What the task asks:
Collect every line of the records that contains the word "hand" and copy each such line in full. Case counts when matching.

Exercise material:
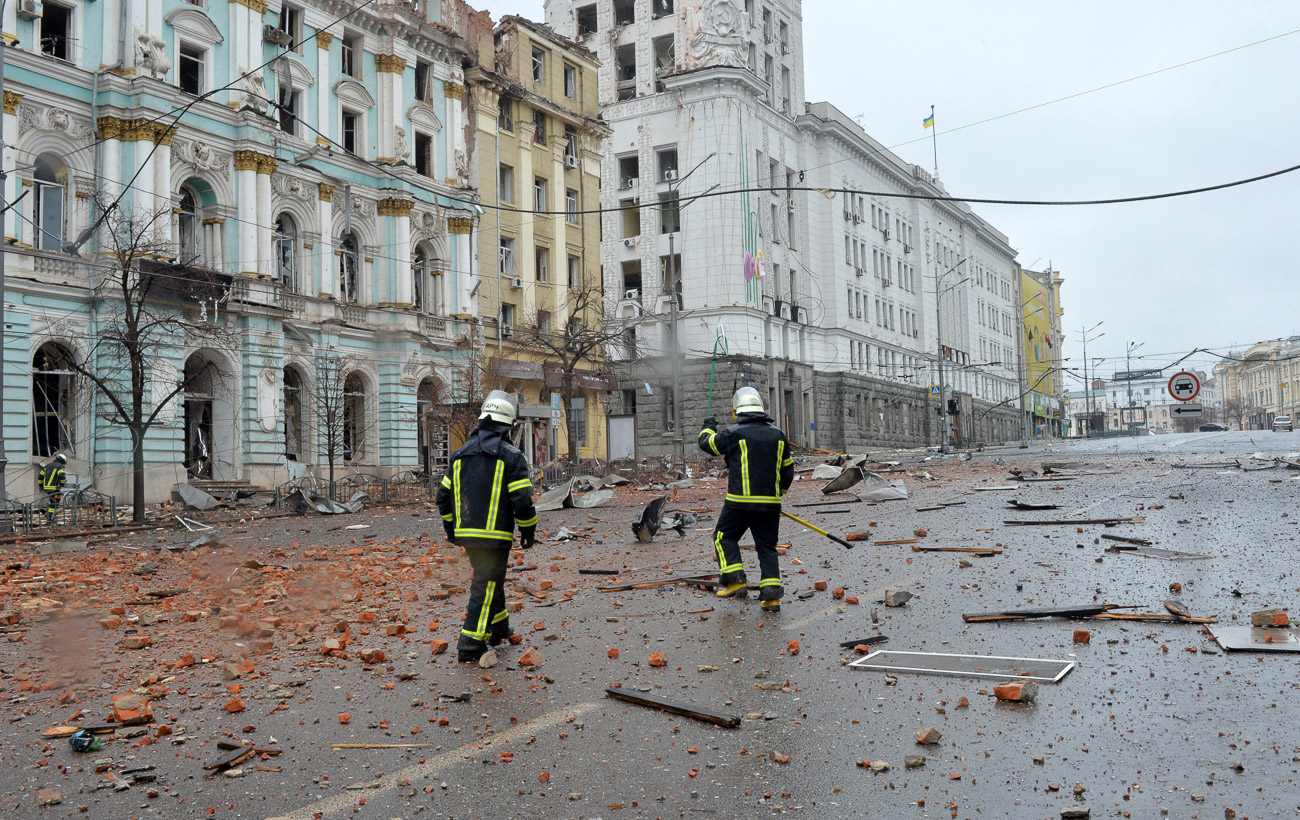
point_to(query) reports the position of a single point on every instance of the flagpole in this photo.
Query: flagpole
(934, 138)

==

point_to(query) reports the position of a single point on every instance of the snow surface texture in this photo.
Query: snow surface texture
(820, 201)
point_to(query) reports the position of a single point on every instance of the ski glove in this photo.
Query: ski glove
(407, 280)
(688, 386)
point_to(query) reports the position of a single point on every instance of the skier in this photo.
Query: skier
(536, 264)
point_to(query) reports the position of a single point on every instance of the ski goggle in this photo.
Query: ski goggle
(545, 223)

--

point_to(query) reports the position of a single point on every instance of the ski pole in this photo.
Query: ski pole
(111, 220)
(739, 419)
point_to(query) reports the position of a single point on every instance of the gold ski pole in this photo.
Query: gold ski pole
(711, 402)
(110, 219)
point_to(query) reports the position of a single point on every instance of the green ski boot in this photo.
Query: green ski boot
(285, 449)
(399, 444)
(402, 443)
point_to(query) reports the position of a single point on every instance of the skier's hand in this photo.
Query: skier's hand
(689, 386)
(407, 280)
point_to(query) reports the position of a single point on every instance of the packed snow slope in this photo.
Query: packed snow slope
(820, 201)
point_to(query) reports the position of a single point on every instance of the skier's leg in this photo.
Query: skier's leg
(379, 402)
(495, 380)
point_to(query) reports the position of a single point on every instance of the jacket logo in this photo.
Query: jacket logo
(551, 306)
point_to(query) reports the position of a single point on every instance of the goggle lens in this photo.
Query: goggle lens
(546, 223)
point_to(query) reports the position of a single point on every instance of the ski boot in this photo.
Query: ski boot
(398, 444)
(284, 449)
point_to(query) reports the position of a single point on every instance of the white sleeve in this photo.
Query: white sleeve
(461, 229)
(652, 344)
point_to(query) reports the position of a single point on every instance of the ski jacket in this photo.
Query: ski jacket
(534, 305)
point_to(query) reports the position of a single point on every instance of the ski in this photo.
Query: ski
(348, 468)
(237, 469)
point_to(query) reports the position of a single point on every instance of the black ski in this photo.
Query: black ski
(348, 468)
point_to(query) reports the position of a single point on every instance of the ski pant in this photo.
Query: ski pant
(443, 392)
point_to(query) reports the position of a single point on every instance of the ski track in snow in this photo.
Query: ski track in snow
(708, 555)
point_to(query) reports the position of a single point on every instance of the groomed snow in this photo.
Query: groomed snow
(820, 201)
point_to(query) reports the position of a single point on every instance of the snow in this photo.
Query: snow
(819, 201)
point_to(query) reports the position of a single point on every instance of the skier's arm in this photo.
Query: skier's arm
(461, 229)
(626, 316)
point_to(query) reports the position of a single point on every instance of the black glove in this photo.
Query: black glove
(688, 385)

Worked solution:
point_to(query) reports the position of a single point on every instance of the skier's hand in this photo.
Query: skier's hand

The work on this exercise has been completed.